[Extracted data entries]
=== Section Start ===

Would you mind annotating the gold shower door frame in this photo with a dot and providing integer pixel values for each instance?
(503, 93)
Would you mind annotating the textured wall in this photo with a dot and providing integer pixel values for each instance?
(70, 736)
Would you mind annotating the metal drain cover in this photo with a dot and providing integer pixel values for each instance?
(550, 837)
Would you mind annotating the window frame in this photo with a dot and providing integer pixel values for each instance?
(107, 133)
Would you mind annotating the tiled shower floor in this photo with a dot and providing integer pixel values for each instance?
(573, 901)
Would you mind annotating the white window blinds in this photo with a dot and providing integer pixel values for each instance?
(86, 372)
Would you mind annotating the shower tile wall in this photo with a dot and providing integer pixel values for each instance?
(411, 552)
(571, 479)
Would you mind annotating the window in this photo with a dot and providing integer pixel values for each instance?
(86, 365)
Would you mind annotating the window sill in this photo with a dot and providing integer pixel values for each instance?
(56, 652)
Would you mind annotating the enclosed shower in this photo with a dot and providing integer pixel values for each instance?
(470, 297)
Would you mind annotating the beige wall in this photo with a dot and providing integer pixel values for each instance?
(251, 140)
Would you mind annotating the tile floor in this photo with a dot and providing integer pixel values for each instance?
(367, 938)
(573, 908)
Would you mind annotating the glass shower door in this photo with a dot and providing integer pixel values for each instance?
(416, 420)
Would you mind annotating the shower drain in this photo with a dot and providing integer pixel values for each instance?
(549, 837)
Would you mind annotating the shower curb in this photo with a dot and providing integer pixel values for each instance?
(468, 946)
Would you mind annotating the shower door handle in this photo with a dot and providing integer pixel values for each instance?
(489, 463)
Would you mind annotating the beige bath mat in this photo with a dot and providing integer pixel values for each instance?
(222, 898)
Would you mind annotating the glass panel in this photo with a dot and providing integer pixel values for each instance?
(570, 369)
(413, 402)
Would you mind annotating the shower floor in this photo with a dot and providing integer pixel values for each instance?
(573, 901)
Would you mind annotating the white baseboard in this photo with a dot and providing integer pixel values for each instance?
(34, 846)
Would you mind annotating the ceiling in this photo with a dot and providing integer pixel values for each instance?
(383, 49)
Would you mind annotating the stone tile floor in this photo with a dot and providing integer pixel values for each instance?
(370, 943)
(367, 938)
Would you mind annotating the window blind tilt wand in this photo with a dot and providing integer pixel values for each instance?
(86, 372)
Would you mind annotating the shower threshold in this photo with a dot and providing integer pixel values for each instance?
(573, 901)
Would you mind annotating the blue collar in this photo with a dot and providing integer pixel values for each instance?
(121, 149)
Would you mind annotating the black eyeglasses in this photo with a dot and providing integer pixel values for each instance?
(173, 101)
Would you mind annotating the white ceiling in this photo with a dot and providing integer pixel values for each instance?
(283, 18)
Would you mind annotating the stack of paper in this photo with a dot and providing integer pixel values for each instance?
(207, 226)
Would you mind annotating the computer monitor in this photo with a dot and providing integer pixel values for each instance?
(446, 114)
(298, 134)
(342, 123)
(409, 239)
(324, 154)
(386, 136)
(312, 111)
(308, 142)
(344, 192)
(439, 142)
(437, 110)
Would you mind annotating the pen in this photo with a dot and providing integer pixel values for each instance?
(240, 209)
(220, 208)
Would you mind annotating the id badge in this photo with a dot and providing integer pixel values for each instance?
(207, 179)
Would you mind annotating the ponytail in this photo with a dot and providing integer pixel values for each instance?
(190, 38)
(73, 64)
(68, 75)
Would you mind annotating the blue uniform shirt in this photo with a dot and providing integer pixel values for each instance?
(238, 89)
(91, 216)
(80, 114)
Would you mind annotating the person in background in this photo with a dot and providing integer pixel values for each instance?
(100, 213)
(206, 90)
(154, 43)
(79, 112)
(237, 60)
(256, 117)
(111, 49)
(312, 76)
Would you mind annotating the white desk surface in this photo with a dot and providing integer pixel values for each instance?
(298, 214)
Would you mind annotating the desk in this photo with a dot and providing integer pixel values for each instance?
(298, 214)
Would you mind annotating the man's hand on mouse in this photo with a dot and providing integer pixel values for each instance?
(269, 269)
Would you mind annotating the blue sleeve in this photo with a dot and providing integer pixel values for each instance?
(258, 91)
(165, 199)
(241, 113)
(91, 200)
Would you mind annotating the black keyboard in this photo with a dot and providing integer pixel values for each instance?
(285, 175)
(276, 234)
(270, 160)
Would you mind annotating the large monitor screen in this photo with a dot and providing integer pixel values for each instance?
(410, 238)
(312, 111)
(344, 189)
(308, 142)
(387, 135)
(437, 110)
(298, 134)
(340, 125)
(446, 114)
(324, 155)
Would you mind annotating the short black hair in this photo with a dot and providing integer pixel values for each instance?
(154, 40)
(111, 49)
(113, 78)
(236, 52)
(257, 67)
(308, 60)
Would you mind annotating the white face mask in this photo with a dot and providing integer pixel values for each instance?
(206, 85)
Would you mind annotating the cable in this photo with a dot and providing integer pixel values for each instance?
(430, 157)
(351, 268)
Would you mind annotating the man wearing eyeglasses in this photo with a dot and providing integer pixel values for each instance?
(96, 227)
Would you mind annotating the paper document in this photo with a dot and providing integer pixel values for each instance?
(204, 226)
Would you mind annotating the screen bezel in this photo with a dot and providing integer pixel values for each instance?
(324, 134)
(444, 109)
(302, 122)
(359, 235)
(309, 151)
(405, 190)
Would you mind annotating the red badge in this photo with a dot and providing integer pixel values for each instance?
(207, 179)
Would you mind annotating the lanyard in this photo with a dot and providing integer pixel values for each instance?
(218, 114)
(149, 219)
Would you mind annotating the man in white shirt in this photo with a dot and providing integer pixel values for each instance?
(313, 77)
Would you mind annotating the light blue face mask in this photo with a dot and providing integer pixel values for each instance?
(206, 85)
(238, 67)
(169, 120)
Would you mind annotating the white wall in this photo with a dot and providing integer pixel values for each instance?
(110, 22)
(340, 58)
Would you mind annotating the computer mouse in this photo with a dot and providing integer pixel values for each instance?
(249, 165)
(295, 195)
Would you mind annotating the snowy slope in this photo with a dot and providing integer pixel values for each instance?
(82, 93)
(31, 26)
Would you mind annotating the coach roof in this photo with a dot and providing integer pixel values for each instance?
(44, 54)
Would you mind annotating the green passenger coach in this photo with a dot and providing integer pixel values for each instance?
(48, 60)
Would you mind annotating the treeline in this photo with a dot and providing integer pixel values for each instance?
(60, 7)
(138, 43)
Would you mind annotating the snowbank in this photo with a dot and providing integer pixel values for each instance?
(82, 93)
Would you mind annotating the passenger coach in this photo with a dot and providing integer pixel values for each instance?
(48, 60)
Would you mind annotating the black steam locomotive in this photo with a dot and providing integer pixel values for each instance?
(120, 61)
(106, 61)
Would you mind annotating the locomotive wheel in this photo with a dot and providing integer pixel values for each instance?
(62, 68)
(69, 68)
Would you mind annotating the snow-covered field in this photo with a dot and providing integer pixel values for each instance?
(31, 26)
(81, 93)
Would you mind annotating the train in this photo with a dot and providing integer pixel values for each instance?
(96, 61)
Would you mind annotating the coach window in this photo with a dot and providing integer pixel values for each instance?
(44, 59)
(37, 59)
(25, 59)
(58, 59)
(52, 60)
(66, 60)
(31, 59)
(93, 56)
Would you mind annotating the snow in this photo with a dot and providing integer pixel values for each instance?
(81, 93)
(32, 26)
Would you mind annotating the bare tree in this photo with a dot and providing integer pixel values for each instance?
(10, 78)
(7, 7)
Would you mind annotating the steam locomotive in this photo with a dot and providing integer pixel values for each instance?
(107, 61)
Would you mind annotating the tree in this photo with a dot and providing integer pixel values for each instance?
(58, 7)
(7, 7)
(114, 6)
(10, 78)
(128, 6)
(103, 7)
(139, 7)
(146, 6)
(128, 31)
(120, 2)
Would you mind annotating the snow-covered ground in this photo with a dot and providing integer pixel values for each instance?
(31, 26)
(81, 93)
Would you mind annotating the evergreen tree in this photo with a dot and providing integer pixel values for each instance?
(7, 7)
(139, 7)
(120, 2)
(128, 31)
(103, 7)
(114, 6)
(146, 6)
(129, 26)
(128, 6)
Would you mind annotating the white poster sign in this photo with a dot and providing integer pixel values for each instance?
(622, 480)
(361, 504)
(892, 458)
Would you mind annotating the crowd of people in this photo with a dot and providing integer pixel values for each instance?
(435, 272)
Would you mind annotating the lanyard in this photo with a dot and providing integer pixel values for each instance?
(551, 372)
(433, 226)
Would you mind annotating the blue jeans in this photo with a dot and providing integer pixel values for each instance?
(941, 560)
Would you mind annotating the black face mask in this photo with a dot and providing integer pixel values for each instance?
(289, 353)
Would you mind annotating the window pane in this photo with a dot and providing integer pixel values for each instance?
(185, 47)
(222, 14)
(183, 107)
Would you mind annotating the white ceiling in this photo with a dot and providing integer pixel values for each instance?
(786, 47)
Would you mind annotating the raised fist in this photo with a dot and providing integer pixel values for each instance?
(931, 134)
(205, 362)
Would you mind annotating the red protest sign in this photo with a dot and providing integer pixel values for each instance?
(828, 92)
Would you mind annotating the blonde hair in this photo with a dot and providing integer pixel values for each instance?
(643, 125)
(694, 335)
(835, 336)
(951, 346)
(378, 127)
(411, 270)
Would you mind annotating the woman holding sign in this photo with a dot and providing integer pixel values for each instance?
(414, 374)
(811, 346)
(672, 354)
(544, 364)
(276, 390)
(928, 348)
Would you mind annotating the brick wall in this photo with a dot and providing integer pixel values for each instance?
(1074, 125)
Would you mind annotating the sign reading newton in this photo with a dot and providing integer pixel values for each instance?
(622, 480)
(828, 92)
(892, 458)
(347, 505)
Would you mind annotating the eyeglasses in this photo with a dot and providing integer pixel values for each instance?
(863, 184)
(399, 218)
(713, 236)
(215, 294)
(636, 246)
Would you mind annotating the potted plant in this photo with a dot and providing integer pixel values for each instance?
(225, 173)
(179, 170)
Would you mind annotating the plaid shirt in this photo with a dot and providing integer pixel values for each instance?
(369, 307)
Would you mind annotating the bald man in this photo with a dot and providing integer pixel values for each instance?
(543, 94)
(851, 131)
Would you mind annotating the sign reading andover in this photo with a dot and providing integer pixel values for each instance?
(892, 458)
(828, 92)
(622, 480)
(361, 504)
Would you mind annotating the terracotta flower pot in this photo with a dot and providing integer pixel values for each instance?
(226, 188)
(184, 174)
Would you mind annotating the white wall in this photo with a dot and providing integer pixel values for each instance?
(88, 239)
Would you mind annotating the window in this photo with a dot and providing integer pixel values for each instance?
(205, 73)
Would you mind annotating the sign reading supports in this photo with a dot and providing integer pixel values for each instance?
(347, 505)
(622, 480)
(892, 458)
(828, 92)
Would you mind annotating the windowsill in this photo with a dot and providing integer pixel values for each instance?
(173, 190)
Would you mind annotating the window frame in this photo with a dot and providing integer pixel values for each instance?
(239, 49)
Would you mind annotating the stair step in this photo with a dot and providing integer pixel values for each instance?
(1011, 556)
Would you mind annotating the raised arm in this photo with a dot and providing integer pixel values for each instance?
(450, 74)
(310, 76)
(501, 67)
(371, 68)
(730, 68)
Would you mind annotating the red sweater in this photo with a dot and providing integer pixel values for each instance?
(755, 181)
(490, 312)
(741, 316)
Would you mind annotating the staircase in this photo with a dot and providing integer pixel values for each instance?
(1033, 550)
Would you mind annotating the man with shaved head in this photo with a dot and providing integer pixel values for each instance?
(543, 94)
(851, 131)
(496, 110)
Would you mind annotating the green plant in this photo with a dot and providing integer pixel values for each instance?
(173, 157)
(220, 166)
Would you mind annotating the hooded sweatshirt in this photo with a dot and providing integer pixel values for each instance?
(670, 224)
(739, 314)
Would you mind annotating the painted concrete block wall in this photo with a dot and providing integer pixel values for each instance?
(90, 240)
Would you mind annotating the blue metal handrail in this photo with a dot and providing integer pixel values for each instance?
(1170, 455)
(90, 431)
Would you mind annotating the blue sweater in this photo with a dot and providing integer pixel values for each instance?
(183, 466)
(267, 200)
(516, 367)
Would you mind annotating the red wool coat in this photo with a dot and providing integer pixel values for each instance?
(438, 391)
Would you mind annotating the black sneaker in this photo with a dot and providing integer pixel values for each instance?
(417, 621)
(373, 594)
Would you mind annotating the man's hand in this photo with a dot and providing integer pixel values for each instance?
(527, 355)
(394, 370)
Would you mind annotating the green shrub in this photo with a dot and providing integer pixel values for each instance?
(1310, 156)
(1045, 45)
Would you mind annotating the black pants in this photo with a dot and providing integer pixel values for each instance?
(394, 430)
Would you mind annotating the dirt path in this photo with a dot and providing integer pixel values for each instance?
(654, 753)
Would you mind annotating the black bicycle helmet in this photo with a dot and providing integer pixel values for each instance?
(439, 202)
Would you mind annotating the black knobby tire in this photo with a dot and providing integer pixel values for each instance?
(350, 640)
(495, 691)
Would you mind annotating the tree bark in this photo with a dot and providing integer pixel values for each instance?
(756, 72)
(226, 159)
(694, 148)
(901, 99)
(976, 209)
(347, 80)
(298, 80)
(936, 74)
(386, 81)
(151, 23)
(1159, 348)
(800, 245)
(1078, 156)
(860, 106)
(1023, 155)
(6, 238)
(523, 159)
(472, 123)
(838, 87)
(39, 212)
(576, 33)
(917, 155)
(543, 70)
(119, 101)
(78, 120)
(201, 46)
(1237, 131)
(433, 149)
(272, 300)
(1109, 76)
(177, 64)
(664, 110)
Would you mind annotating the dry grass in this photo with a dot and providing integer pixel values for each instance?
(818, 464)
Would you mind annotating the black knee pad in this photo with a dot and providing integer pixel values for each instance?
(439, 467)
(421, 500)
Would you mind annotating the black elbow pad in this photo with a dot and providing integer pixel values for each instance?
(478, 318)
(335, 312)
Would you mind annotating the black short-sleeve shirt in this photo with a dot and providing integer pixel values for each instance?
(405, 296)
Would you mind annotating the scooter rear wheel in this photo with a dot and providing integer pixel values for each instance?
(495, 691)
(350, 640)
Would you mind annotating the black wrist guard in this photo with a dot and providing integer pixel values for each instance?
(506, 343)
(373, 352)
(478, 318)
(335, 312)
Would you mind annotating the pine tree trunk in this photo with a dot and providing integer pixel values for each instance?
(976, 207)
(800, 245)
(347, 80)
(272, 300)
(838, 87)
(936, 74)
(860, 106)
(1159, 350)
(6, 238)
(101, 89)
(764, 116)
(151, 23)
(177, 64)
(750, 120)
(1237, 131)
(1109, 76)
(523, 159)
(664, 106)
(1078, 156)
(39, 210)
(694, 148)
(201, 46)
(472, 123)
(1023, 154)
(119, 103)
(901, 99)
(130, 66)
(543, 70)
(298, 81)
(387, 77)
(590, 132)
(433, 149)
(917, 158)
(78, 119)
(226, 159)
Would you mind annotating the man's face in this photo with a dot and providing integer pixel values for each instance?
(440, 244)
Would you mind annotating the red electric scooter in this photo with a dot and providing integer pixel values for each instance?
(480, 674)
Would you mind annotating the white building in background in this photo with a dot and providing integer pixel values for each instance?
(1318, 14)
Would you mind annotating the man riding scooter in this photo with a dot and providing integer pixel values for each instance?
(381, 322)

=== Section End ===

### EXERCISE REQUIREMENTS
Nothing but the lines from the one with "Would you mind annotating the scooter" through the last line of the entries should be repeated, and those exactly.

### ANSWER SPACE
Would you mind annotating the scooter rear wheel in this photo with a dot and providing integer pixel values for each instance?
(495, 691)
(350, 640)
Would you mind annotating the black wrist guard in this photo with a dot and providing integer pixel values for each instance?
(506, 343)
(373, 352)
(478, 318)
(335, 312)
Would you mind annotating the pine tree trunk in this photo with a dot and providing integer pixel values for each instance?
(976, 207)
(800, 245)
(347, 80)
(272, 300)
(838, 87)
(936, 74)
(860, 106)
(1159, 350)
(6, 238)
(101, 89)
(764, 116)
(151, 23)
(177, 64)
(750, 120)
(1237, 131)
(1109, 76)
(523, 159)
(664, 106)
(1078, 156)
(39, 210)
(694, 148)
(201, 46)
(472, 123)
(1023, 154)
(119, 103)
(901, 99)
(130, 66)
(543, 70)
(298, 81)
(387, 77)
(590, 132)
(433, 149)
(917, 158)
(78, 119)
(226, 159)
Would you mind annotating the man's face in this photo with a dot and providing integer pixel values for each instance?
(440, 244)
Would you mind annotating the red electric scooter in this photo with a dot and providing integer pixel values for each instance?
(480, 674)
Would you mind annotating the white building in background in this photo with a dot and providing integer pixel values for each instance?
(1318, 14)
Would you mind annotating the man riding scooter in this photo with a dot and providing integer pixel values for each instance?
(381, 322)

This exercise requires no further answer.